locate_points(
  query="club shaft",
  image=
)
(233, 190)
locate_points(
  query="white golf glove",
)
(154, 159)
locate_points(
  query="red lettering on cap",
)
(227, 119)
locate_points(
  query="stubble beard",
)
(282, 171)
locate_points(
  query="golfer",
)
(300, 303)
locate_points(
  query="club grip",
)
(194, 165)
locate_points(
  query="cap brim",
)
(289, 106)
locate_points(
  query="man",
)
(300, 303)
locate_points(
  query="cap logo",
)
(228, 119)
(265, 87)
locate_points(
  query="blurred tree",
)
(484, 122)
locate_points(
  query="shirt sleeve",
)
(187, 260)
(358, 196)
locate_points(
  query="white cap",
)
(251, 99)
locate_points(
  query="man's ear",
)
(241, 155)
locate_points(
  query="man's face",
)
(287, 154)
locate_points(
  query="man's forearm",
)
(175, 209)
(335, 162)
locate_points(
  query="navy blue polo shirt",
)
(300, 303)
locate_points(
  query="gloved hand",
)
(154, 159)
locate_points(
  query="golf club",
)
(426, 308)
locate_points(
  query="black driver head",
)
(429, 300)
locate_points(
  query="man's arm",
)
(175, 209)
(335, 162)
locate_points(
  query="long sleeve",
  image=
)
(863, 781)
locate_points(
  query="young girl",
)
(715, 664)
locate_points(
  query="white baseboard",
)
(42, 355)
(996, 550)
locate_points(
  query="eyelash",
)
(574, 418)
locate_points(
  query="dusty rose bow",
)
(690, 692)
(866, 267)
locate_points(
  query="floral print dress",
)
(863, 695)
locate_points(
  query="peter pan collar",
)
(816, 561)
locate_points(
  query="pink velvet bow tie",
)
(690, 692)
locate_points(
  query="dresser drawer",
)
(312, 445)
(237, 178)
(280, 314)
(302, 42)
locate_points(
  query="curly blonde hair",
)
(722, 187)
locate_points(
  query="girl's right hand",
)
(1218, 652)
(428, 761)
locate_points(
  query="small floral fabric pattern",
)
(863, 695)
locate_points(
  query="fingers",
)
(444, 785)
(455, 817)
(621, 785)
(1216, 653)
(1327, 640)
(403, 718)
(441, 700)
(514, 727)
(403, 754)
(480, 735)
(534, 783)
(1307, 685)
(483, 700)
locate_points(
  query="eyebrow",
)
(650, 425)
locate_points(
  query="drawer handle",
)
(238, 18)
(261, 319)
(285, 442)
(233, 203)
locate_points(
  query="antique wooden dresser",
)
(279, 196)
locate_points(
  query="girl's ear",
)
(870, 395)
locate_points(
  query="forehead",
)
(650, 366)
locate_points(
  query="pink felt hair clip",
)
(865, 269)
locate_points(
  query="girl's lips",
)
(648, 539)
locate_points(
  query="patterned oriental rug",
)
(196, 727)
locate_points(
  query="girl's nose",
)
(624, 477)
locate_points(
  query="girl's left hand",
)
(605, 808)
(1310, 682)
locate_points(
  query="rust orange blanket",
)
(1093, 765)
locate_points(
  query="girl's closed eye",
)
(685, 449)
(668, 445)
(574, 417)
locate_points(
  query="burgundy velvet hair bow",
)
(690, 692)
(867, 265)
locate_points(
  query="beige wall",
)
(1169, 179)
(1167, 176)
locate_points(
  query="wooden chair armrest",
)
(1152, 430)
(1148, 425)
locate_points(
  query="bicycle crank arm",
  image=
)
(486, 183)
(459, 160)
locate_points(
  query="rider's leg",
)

■ ■ ■ ■ ■

**STATED PROBLEM**: Gather each line from the entries above that includes the string "dresser". Case counts.

**ANSWER BELOW**:
  query="dresser drawer",
  query="antique wooden dresser",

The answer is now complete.